Pointing records for named objects
+++++

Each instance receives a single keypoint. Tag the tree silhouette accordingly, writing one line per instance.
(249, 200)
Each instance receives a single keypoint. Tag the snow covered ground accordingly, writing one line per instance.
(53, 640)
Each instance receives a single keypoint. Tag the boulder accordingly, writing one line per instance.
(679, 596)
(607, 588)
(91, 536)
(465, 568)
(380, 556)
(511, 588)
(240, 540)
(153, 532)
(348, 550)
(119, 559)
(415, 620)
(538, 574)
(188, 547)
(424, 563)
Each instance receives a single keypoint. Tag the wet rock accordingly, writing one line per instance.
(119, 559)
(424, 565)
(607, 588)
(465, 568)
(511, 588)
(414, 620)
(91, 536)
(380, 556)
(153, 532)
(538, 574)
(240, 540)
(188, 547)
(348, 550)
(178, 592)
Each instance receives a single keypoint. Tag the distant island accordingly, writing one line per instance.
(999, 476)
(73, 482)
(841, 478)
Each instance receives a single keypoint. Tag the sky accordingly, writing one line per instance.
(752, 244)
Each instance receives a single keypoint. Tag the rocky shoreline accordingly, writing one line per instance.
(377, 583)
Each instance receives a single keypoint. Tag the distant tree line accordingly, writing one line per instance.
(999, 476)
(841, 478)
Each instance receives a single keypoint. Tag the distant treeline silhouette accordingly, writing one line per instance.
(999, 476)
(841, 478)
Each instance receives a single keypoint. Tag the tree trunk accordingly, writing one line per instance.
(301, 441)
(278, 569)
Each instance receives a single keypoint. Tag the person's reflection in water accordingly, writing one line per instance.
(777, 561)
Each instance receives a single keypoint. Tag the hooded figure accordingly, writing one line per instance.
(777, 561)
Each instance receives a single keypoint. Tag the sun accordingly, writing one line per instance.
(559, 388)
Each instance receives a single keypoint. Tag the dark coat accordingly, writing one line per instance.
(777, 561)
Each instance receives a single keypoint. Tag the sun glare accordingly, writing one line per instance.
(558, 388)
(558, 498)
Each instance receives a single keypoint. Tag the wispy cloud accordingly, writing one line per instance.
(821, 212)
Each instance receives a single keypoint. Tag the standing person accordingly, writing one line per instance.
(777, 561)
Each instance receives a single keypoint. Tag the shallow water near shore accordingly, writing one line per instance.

+++++

Can you rewrite all of the material above, swapping "keypoint" for "marker" wherever it occurs and leaving everything else untouched?

#### [Response to the exercise]
Each instance receives a single marker. Tag the tree silhouette accordingly, writing one line per instance.
(249, 200)
Each instance receives a single marker. Tag the snow covered ground accordingly, writing one line per instance.
(53, 640)
Each instance receives a single marker. Tag the boulder accordingly, writing one line per instance.
(679, 596)
(607, 588)
(91, 536)
(465, 568)
(380, 556)
(511, 588)
(240, 540)
(153, 532)
(348, 550)
(119, 559)
(415, 620)
(538, 574)
(188, 547)
(424, 563)
Each instance receives a single marker. Tag the wet rock accordingly, writing one line per instance.
(119, 559)
(424, 565)
(607, 588)
(465, 568)
(511, 588)
(414, 620)
(91, 536)
(380, 556)
(153, 532)
(538, 574)
(240, 540)
(188, 547)
(348, 550)
(178, 592)
Each instance receives a single marker. Tag the distant island accordingly, writing one line per instance.
(999, 476)
(73, 482)
(841, 478)
Each instance receives a single marker. Tag the sky accordingly, writing one line per instance.
(752, 244)
Each instance receives a single marker. Tag the rocky shoreline accordingly, writing one line per instance.
(377, 583)
Each instance receives a single marker. Tag the distant tree line accordingly, writing one line per instance.
(999, 476)
(841, 478)
Each instance receives a single marker. Tag the distant treeline silhouette accordingly, writing one line per instance.
(999, 476)
(841, 478)
Each instance receives a single marker. Tag the tree trunk accordingly, writing one line per instance.
(301, 441)
(278, 569)
Each instance receives a single marker. Tag the person's reflection in water accordingly, writing one line per instance.
(777, 561)
Each instance receives a single marker. Tag the hooded figure accordingly, writing one line per instance.
(777, 561)
Each instance receives a single marker. Tag the sun accordingly, writing one line per instance.
(559, 388)
Each instance receives a single marker. Tag the dark coat accordingly, writing one line per instance.
(777, 561)
Each instance receives a single marker. Tag the sun glare accordingly, writing one line per instance.
(558, 388)
(558, 498)
Each instance receives a single marker. Tag the wispy cloud accordingly, writing one line per instance.
(821, 212)
Each instance receives a single marker. Tag the standing person accordingly, writing one line per instance.
(777, 561)
Each instance receives a single marker. Tag the shallow water near shore accordingly, writing one line per instance.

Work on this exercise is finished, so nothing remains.